Raw records
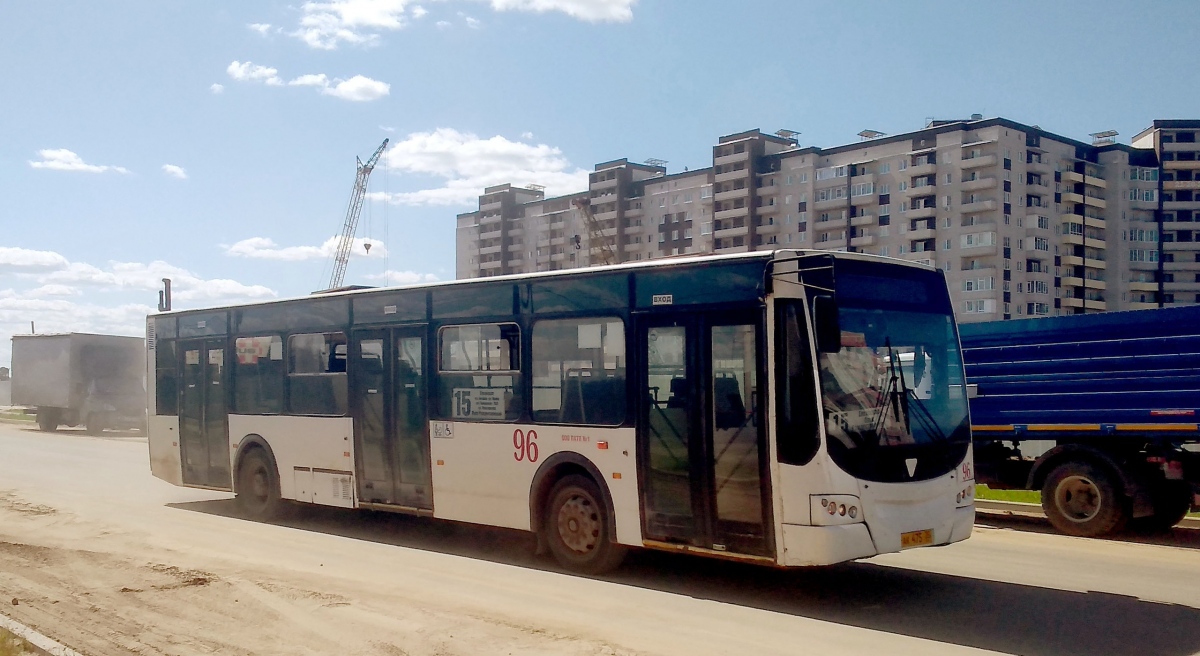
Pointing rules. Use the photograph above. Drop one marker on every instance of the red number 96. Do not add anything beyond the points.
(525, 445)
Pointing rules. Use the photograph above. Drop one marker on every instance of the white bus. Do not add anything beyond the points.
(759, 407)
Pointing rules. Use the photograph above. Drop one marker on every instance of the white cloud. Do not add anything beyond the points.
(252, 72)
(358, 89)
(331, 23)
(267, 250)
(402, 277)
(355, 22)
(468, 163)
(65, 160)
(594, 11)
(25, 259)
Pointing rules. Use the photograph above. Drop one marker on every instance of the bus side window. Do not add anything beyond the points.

SHORT PROBLEM
Rewrite the items above as a numbered list with no blank lines, and leave out the pictures.

CORRECT RESPONSE
1. Pointing rules. Use the photograph above. Drop one marker on every instance of the red number 96. Do not add anything beyond the points.
2. (525, 445)
3. Pointing rules. Use the photograph above. Drop one marker on every instance of the white bus. Do not add anything beyond the points.
4. (759, 407)
5. Pointing rules. Use the photograph above. Drop one marker on every instance of the white cloud. Do not add anything beyond the points.
6. (252, 72)
7. (358, 89)
8. (331, 23)
9. (267, 250)
10. (402, 277)
11. (355, 22)
12. (468, 163)
13. (65, 160)
14. (594, 11)
15. (25, 259)
16. Pointing rules. Use the photograph above. Drop one marker on every instance of the bus side window. Do not add anything beyond the points.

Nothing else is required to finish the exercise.